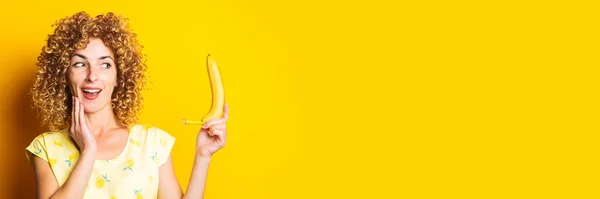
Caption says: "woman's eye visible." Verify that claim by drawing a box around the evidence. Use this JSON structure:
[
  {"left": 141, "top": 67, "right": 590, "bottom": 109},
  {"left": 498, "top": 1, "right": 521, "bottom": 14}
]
[
  {"left": 72, "top": 62, "right": 84, "bottom": 67},
  {"left": 101, "top": 63, "right": 112, "bottom": 69}
]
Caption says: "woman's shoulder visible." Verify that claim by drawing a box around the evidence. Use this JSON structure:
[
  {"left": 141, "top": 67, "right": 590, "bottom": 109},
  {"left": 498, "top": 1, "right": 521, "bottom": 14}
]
[
  {"left": 130, "top": 124, "right": 173, "bottom": 137},
  {"left": 26, "top": 128, "right": 74, "bottom": 163},
  {"left": 129, "top": 124, "right": 176, "bottom": 159},
  {"left": 129, "top": 124, "right": 176, "bottom": 144},
  {"left": 30, "top": 128, "right": 70, "bottom": 144}
]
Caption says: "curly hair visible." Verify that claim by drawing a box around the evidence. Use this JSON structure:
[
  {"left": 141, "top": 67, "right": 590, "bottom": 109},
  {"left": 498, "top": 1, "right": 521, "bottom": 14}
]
[{"left": 30, "top": 11, "right": 147, "bottom": 131}]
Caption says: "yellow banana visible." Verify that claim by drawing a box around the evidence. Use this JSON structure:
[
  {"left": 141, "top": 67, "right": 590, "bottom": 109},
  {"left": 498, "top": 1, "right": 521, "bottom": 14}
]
[{"left": 183, "top": 54, "right": 225, "bottom": 125}]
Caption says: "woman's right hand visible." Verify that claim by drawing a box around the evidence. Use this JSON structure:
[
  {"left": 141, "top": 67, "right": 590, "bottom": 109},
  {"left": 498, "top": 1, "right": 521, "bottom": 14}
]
[{"left": 70, "top": 96, "right": 97, "bottom": 154}]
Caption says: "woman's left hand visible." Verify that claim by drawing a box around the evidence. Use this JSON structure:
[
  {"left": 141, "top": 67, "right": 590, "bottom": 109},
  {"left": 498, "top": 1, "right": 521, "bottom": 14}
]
[{"left": 196, "top": 103, "right": 229, "bottom": 158}]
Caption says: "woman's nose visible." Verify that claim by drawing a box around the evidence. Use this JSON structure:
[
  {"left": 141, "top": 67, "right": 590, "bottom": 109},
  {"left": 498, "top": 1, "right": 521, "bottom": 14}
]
[{"left": 86, "top": 66, "right": 98, "bottom": 82}]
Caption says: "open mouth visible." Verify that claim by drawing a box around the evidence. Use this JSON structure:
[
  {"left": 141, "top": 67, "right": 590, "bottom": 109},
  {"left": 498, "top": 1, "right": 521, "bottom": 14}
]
[{"left": 81, "top": 88, "right": 102, "bottom": 100}]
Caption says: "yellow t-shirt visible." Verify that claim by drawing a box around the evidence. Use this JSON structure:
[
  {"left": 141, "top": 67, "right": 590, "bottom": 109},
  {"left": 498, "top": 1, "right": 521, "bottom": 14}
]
[{"left": 25, "top": 124, "right": 176, "bottom": 199}]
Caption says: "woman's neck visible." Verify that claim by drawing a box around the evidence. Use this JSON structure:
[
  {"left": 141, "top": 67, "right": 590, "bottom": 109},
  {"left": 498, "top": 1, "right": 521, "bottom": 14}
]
[{"left": 84, "top": 105, "right": 121, "bottom": 137}]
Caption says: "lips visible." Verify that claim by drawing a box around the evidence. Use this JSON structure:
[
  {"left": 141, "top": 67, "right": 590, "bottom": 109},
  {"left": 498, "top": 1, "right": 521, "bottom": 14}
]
[{"left": 81, "top": 87, "right": 102, "bottom": 100}]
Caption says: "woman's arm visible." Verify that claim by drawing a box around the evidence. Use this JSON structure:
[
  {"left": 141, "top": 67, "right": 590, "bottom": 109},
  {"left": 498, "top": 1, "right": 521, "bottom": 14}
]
[
  {"left": 157, "top": 155, "right": 183, "bottom": 198},
  {"left": 32, "top": 96, "right": 97, "bottom": 199},
  {"left": 159, "top": 104, "right": 228, "bottom": 199},
  {"left": 32, "top": 150, "right": 96, "bottom": 199},
  {"left": 157, "top": 154, "right": 211, "bottom": 199},
  {"left": 32, "top": 156, "right": 58, "bottom": 199},
  {"left": 183, "top": 154, "right": 212, "bottom": 199}
]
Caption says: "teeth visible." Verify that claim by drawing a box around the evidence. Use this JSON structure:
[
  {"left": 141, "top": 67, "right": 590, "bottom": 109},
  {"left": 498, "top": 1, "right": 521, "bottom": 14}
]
[{"left": 82, "top": 89, "right": 101, "bottom": 93}]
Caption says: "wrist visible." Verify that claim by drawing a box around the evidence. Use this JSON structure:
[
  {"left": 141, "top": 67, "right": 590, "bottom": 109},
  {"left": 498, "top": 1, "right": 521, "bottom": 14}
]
[
  {"left": 81, "top": 147, "right": 97, "bottom": 157},
  {"left": 196, "top": 153, "right": 212, "bottom": 162}
]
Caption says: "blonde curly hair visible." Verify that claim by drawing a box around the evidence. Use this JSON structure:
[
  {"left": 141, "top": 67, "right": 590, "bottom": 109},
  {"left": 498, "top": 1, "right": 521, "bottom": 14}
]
[{"left": 30, "top": 11, "right": 147, "bottom": 131}]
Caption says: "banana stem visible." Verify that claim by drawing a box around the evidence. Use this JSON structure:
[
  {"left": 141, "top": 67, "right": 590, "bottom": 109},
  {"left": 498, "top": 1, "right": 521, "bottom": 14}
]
[{"left": 182, "top": 119, "right": 204, "bottom": 125}]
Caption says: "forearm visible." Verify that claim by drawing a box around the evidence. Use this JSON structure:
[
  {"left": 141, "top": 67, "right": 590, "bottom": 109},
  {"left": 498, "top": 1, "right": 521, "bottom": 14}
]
[
  {"left": 182, "top": 154, "right": 212, "bottom": 199},
  {"left": 50, "top": 151, "right": 95, "bottom": 199}
]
++++++
#### EXERCISE INSTRUCTIONS
For this exercise, gather every line of the data that contains the word "curly".

#### YOUR SOLUTION
Caption says: "curly hair visible." Verify that claim by drawing a box around the evidence. Use this JSON structure:
Caption says: "blonde curly hair visible." Verify that claim by drawing a box around the evidence. Use this JSON structure:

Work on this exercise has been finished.